GOAL 1: In the records, from the line containing "Target: reflection of window in mirror" to the end of the records, swap "Found at" for "Located at" and write out those lines with nothing else changed.

Waveform-domain PGD and CW provide a stronger trade-off. Both maintain WER close to the clean baseline while still achieving strong attack success across several detector settings. This makes them more convincing as quality-preserving adversarial attacks. In contrast, STFT-magnitude FGSM, BIM, and CW preserve audio quality but are weak in terms of ASR. STFT-magnitude PGD is more effective, especially against ResNet+LFCC, but its low SNR indicates stronger spectral distortion.
These results show why adversarial audio evaluation should report both attack effectiveness and audio quality. Without WER and SNR, waveform-domain FGSM and BIM would appear stronger than they actually are. With quality metrics included, waveform-domain PGD and CW emerge as more meaningful attacks because they better balance detector disruption and speech preservation.

7. Conclusion

This paper presented a comparative study of adversarial attacks against audio deepfake and vocoder fingerprint detectors. Four attacks, FGSM, BIM, PGD, and CW, were evaluated in both waveform-domain and STFT-magnitude-domain settings. All attacks were optimized against AASIST using a targeted fake-to-real objective and were then evaluated for black-box transferability across detectors with different input representations, including ResNet+LFCC, LCNN+CQCC, BiLSTM, and AASIST.
The results show that adversarial effectiveness depends strongly on the interaction between attack algorithm, perturbation domain, and detector representation. STFT-magnitude PGD transfers strongly to ResNet+LFCC but has limited effect on LCNN+CQCC and BiLSTM, indicating that frequency-domain vulnerability is representation-specific. In contrast, waveform-domain attacks produce broader transferability across feature-based detectors, particularly ResNet+LFCC and LCNN+CQCC. However, source-detector success does not always predict black-box transferability, as shown by waveform-domain FGSM, which fails against AASIST but transfers strongly to several black-box detectors.
The quality evaluation further shows that high ASR alone is insufficient for assessing adversarial audio. Waveform-domain FGSM and BIM achieve strong detector disruption but substantially degrade WER and SNR, while waveform-domain PGD and CW preserve intelligibility more effectively while maintaining strong attack performance. These findings highlight the need to evaluate adversarial attacks using both detection metrics and audio quality metrics.

GOAL 2: Continue the text on adversarial attacks against audio deepfake detectors from its last sentence.

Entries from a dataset
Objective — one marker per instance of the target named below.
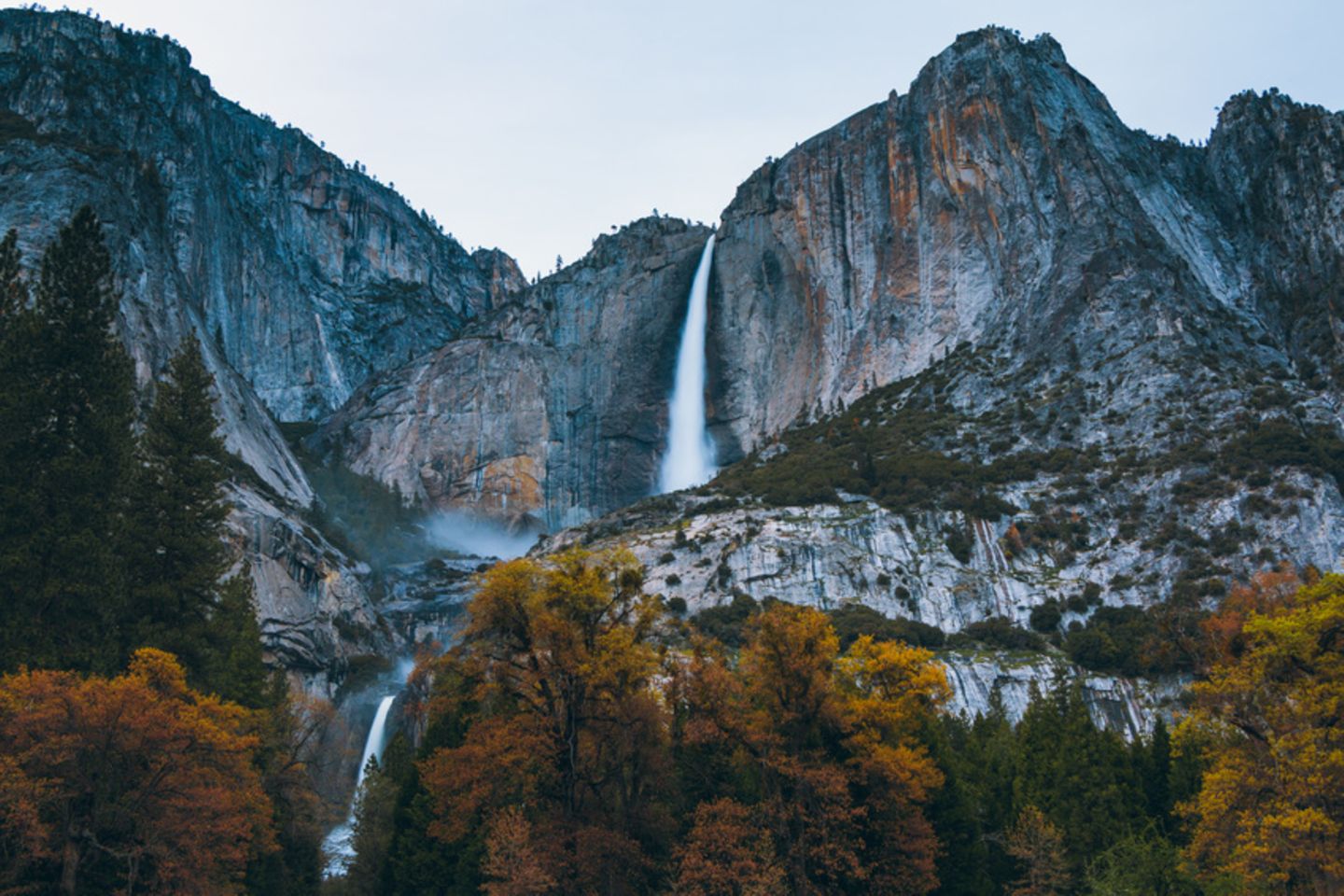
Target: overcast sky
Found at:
(535, 125)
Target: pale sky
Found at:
(535, 125)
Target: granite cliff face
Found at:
(300, 274)
(1130, 345)
(553, 407)
(999, 199)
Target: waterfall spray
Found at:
(339, 846)
(690, 453)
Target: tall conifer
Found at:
(64, 457)
(177, 553)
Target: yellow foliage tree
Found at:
(1270, 721)
(134, 783)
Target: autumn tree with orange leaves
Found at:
(133, 783)
(559, 730)
(825, 747)
(1270, 813)
(583, 754)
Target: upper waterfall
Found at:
(689, 459)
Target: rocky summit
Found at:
(977, 349)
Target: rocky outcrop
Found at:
(999, 199)
(1127, 706)
(314, 602)
(554, 407)
(299, 273)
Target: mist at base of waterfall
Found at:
(472, 535)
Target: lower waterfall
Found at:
(339, 846)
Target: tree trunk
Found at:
(69, 865)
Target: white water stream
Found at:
(339, 847)
(690, 453)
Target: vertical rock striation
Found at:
(553, 407)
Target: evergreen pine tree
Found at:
(64, 457)
(234, 664)
(177, 553)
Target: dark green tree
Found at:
(64, 457)
(235, 668)
(177, 553)
(1078, 776)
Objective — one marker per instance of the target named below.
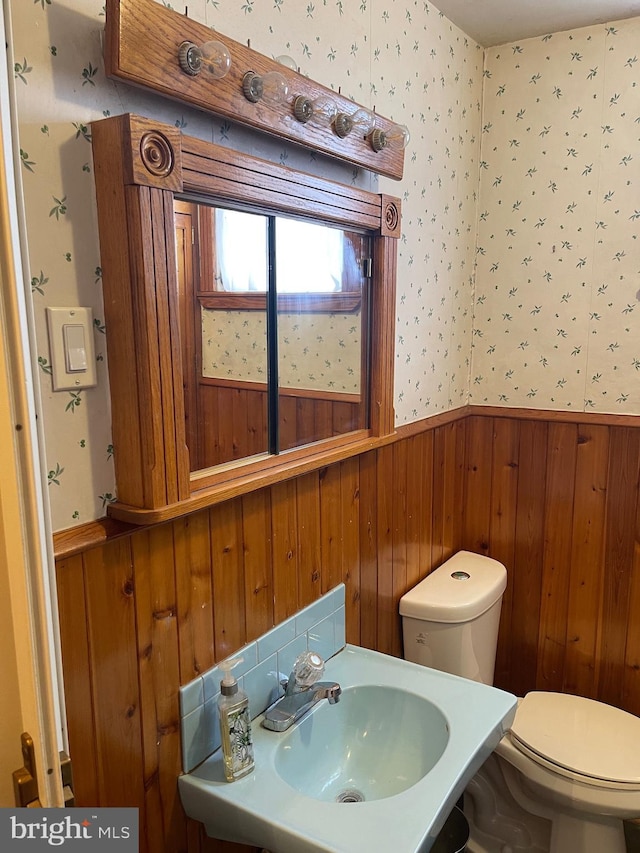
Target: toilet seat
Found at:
(580, 739)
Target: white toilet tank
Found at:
(450, 619)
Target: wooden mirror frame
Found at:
(139, 166)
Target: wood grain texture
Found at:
(142, 41)
(144, 612)
(155, 334)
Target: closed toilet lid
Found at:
(581, 735)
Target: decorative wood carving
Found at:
(139, 165)
(141, 47)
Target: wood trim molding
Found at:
(66, 543)
(556, 416)
(139, 167)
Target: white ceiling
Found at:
(491, 22)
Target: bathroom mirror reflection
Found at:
(274, 316)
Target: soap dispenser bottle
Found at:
(235, 725)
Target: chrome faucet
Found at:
(302, 692)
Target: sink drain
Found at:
(351, 795)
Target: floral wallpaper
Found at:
(557, 313)
(320, 352)
(552, 324)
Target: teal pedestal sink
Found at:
(379, 770)
(375, 743)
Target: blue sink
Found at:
(375, 743)
(379, 770)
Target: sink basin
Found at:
(375, 743)
(379, 770)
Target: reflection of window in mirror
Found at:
(280, 327)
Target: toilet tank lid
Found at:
(582, 735)
(461, 589)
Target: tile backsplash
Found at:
(320, 627)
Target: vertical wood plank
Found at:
(425, 466)
(309, 543)
(631, 682)
(284, 549)
(559, 504)
(621, 513)
(479, 468)
(527, 579)
(114, 675)
(350, 512)
(159, 676)
(194, 600)
(417, 525)
(228, 578)
(76, 661)
(400, 535)
(503, 500)
(368, 550)
(330, 527)
(587, 553)
(387, 611)
(258, 565)
(448, 480)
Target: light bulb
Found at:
(287, 61)
(271, 87)
(319, 109)
(396, 138)
(212, 57)
(216, 59)
(363, 121)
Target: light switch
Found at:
(73, 361)
(75, 349)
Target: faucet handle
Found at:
(307, 669)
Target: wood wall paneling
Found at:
(555, 500)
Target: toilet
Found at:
(567, 774)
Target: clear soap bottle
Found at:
(235, 725)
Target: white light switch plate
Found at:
(73, 359)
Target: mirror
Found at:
(236, 361)
(276, 309)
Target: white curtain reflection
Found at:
(309, 256)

WRITTEN ANSWER 1:
Target: reflection of window in mirror
Located at:
(280, 327)
Target: toilet tank lid
Located at:
(582, 735)
(461, 589)
Target: tile backsplash
Located at:
(320, 627)
Target: vertical wood plank
Located at:
(425, 466)
(309, 543)
(631, 682)
(284, 549)
(559, 504)
(621, 513)
(479, 468)
(527, 579)
(114, 675)
(350, 512)
(159, 676)
(194, 600)
(417, 525)
(228, 578)
(76, 661)
(400, 535)
(503, 500)
(368, 550)
(330, 527)
(587, 553)
(387, 611)
(258, 565)
(448, 480)
Target: light bulb
Located at:
(287, 61)
(271, 87)
(319, 109)
(396, 138)
(212, 57)
(216, 59)
(363, 121)
Target: light switch
Located at:
(73, 361)
(75, 349)
Target: faucet handle
Located at:
(307, 669)
Target: wood wall paneling
Located at:
(555, 500)
Target: toilet
Located at:
(567, 774)
Target: clear soap bottle
Located at:
(235, 725)
Target: white light switch plate
Located at:
(73, 359)
Target: mirror
Located at:
(236, 361)
(276, 309)
Target: white curtain reflection
Located at:
(309, 256)

WRITTEN ANSWER 2:
Overall, this study demonstrates that robustness claims in audio deepfake and vocoder fingerprint detection should not be based on a single attack, detector, or perturbation domain. Future work should extend this comparison to additional source detectors, larger and more diverse datasets, additional vocoder families, and defended detection pipelines. Further work should also examine adaptive attacks and defense strategies such as preprocessing-based defenses, adversarial training, detector ensembling, and representation-level regularization.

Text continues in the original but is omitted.